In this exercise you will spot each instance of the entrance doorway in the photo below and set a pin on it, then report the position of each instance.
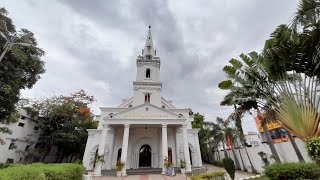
(145, 156)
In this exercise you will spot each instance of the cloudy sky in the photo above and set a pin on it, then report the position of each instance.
(93, 45)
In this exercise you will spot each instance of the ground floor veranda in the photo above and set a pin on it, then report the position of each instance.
(142, 145)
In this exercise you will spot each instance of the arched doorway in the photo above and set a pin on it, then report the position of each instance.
(190, 154)
(145, 156)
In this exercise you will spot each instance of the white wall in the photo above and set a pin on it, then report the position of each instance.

☆ ☆ ☆ ☆

(DIRECTIONS FOR THIS TASK):
Return the preceding entries verbatim, with the pictures excluded.

(WRITTEN SOLUTION):
In this exercise you will spot each instance of the entrance doorway in the photo below and set a pin on it, then report the position of each instance.
(145, 156)
In this exercise you will spot each instance of the cloudy sky in the photo above and set a pin on it, then report the position of each instance.
(93, 45)
In this exercise you will spot each instance of the ground floor veranda in the photo above and set a pin on it, then report the position of each instance.
(142, 145)
In this exercise you will spot each instance of the arched doorway in the photo above and set a pin on it, then report the position of each instance.
(190, 154)
(145, 156)
In this exercise you will spot each instance of the white wall in the photo above and set a pin on it, then report the position of each instance.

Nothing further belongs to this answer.